**Stored records:**
⁂

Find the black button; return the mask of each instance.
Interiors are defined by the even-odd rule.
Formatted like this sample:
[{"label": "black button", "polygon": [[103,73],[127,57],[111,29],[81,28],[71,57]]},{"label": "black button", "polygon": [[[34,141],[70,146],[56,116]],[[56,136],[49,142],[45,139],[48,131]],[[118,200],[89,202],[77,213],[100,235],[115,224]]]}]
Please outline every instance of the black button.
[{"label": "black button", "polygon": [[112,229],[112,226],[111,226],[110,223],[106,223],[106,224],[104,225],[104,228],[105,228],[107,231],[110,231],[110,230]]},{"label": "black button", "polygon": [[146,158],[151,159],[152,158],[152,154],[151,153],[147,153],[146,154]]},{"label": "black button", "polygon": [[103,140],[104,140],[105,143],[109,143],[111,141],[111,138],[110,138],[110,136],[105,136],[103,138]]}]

⁂

**About this task:** Repeat the records. Match them exactly.

**Answer box:**
Find the black button; return the mask of each instance.
Interiors are defined by the even-odd rule.
Formatted like this sample:
[{"label": "black button", "polygon": [[103,73],[127,57],[111,29],[81,28],[71,57]]},{"label": "black button", "polygon": [[[34,141],[70,146],[56,116]],[[56,136],[49,142],[45,139],[48,131]],[[118,200],[89,202],[77,213],[100,235],[115,224]]]}]
Please outline every instance of the black button.
[{"label": "black button", "polygon": [[112,229],[112,226],[111,226],[110,223],[106,223],[106,224],[104,225],[104,228],[105,228],[107,231],[110,231],[110,230]]},{"label": "black button", "polygon": [[146,158],[151,159],[152,158],[152,154],[151,153],[147,153],[146,154]]},{"label": "black button", "polygon": [[103,140],[104,140],[105,143],[109,143],[111,141],[111,138],[110,138],[110,136],[105,136],[103,138]]}]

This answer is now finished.